Exercises to complete —
[A] In the interview about the Mumbai biodiversity map, which city had Rohan already drawn whose conservation threats are very similar to Bombay's?
[B] List every feature that the interview about the Mumbai biodiversity map says Hong Kong and Bombay both have.
[C] Echo the part of the interview about the Mumbai biodiversity map that opens with the words containing "We asked Rohan" and closes with "a country-wide shutdown?".

Provided passage —
*** Block opens ***

One of the highlights of the Biodiversity by the Bay campaign has been the opportunity to work with Rohan Chakravarty of Green Humour. Rohan worked with wildlife experts and local Mumbaikars to create a one-of-a-kind map of Mumbai’s biodiversity that has been viewed by thousands of people, from journalists in Mumbai to commenters in Karachi wishing they had a map of their own, to remind them of the kind of natural treasures they live with.
We asked Rohan a few questions about the process of making the map, and the biodiversity of Mumbai! Here are some of the highlights, and the full IG Live is above. More information on the experts he consulted for this map are on the Green Humour website, linked above.
You’ve mentioned your interest in making wildlife maps, and have created many! How does it feel to make a map of Mumbai?
Having drawn Hong Kong, the kinds of conservation threats are very similar to Bombay: both have coastlines, both have high-rise buildings, and a lack of space. I’ve wanted to have the same opportunity in India, and Mumbai has been a really interesting learning experience for me!
What were some of the challenges of creating a map like this, during a country-wide shutdown?

*** Block closes ***

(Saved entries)
*** Block opens ***

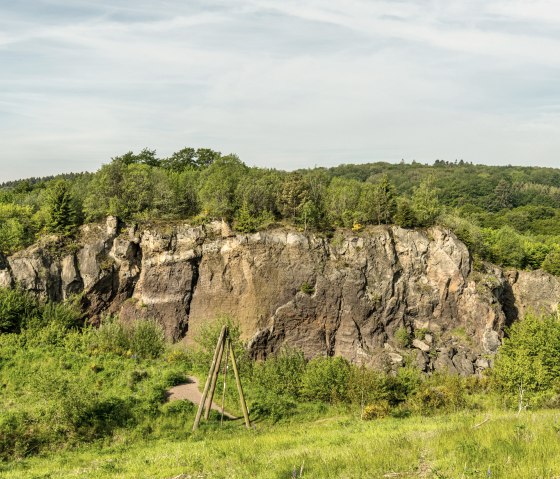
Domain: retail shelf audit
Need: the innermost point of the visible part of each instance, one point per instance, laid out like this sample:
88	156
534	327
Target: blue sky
283	83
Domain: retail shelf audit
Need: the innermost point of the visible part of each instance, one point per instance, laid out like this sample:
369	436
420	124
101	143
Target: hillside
374	297
506	215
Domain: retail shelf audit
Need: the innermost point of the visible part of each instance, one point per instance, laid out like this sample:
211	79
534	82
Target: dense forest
505	214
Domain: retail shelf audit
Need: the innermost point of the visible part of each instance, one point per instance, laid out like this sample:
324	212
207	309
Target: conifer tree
61	209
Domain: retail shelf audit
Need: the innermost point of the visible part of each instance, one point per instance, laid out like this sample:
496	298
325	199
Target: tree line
508	215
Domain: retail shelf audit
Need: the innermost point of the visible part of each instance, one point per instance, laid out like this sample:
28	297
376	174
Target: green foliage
425	203
142	339
277	384
529	357
376	410
551	262
440	392
147	339
218	186
326	379
61	208
17	307
508	215
245	222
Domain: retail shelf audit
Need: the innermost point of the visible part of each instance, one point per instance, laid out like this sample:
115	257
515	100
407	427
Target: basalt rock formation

*** Block closes ***

Answers to this exercise —
[A] Hong Kong

[B] Coastlines, high-rise buildings, and a lack of space

[C]
We asked Rohan a few questions about the process of making the map, and the biodiversity of Mumbai! Here are some of the highlights, and the full IG Live is above. More information on the experts he consulted for this map are on the Green Humour website, linked above.
You’ve mentioned your interest in making wildlife maps, and have created many! How does it feel to make a map of Mumbai?
Having drawn Hong Kong, the kinds of conservation threats are very similar to Bombay: both have coastlines, both have high-rise buildings, and a lack of space. I’ve wanted to have the same opportunity in India, and Mumbai has been a really interesting learning experience for me!
What were some of the challenges of creating a map like this, during a country-wide shutdown?